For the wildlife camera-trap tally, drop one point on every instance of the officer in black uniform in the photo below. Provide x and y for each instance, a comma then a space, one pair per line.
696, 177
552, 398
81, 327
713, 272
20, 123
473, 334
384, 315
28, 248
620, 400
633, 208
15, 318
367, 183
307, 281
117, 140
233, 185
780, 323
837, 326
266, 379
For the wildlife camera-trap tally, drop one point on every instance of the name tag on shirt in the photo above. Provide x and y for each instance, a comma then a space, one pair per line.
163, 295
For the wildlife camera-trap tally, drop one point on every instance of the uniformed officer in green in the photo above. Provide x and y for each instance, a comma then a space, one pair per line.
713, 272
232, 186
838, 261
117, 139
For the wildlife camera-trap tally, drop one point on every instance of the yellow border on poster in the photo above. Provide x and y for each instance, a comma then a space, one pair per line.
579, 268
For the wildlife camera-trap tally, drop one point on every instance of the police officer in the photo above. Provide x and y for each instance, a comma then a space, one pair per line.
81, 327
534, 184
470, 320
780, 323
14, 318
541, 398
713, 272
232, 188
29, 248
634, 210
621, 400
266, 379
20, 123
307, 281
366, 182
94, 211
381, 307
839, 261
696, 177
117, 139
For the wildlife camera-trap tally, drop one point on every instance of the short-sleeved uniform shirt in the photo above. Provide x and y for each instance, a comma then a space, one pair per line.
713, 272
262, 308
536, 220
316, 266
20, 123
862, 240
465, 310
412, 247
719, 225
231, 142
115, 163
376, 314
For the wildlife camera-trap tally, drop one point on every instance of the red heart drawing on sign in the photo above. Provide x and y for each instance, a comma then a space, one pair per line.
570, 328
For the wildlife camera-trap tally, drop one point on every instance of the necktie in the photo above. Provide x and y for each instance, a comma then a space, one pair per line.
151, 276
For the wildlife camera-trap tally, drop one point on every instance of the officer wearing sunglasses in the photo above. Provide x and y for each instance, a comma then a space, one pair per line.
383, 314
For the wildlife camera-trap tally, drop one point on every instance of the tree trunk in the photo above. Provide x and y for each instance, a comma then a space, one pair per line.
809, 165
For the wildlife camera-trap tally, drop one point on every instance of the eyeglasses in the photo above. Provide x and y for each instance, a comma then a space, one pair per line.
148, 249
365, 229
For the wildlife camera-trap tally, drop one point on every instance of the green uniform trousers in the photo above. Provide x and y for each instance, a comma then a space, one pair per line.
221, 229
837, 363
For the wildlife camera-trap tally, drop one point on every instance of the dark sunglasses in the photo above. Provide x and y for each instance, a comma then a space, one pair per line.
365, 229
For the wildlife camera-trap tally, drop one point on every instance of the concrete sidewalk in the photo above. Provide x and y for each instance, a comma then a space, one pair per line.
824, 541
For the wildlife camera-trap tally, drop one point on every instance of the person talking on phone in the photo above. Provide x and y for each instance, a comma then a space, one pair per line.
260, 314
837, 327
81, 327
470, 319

The task: Output the material verbatim, including every line.

Exercise response:
For the wildlife camera-trap tally, drop one point on every instance of the officer in black uniform in the photo below. Provide x and y for each instance, a comma then a space, one pair per line.
696, 177
552, 398
81, 327
713, 272
20, 123
473, 334
384, 315
28, 248
620, 400
633, 208
15, 318
367, 183
307, 281
117, 140
233, 185
780, 323
837, 326
266, 379
For the wildlife camera-trap tally, drop one point on every instance of the name tag on shirt in the photo above. Provide x and y for each instance, a comma then a space, one pair per line.
163, 295
For the wildlife camera-trap tally, drop one point on every instance of the uniformed officer in green in the photo above. Provide x and y for each instance, a comma then a space, one pair per line.
713, 272
232, 186
838, 261
117, 139
For the wildlife camera-trap tally, drop one point on every instance of the yellow border on poster in the photo above. Provide x and y for each instance, a comma then a space, one pair per line.
579, 268
For the wildlife camera-trap tally, drop one point on every instance of the police officer in the photo above. Provide x and y for each instance, a comma then a space, one pair per line.
81, 327
534, 184
470, 320
780, 323
14, 318
541, 398
713, 272
232, 188
29, 248
634, 210
621, 400
266, 379
20, 123
307, 281
366, 182
94, 211
381, 307
839, 261
696, 177
117, 139
For the wildlife camera-trap tally, drop one point on every instance of the short-sleeved uniform shirt in the photo above. Provide x and y for each instance, a comma then a space, one pair per line.
713, 272
262, 308
536, 220
316, 266
20, 123
862, 240
465, 310
412, 247
719, 225
231, 142
115, 163
376, 314
For the wildlife camera-trap tally, drop one point on every instance of the red heart drawing on sign in the photo above. Provide x and y for each instance, a comma then a space, one pair per line.
570, 328
For the wildlife camera-trap tally, drop one point on every instance of the necktie in the photo above. Provide x and y for each instance, a comma then a space, one pair per line.
151, 276
For the wildlife camera-trap tally, drop one point on every instance of the officer wearing sunglasses in the photo above. Provide x and y for each instance, a comma then a space, one pair per line.
383, 314
For the wildlife camera-trap tally, drop one point on every instance of the tree trunk in the photo above. Provide x and y for each instance, a comma then a space, one pair per line.
809, 165
For the wildlife camera-trap tally, drop one point on every instance of the eyeglasses in the photo above. Provide x and y for each instance, a comma then a space, one pair per line.
148, 249
365, 229
For the wildlife camera-trap tally, drop one point on every instance of the green uniform trousers in the photo above. Provide x and y for each instance, a comma then a space, one pair per line.
221, 229
837, 363
For the wildlife camera-trap tally, drop one point on every instance of the dark sunglasses in the photo above. Provide x and y for each instance, a comma then a space, one pair per line.
365, 229
For the wildlife camera-trap tally, drop one point on every instance of the concrete sidewalk in the photo above. Provide x and y for each instance, a comma then a space, one pair per line.
824, 541
For the wildlife camera-trap tally, drop one point on every instance of the person talking on phone in the photo above. Provide x and y for each instance, a comma then a space, one pair per line.
260, 314
837, 327
81, 327
470, 319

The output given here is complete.